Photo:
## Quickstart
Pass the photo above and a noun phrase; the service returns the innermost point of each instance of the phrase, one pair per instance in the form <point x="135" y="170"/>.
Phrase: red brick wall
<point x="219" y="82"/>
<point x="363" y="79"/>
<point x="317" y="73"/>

──────────

§ **TASK DIRECTIONS**: Rewrite the material above with "instance" swapped for "occurrence" wherever it occurs, keeping every other line and word unchanged.

§ **OUTPUT OF THE EXERCISE**:
Photo:
## Quickstart
Pass the photo above and a noun phrase; the service returns the innermost point of each occurrence of the phrase, one pair per occurrence in the form <point x="135" y="170"/>.
Phrase: red brick wall
<point x="219" y="82"/>
<point x="363" y="79"/>
<point x="317" y="73"/>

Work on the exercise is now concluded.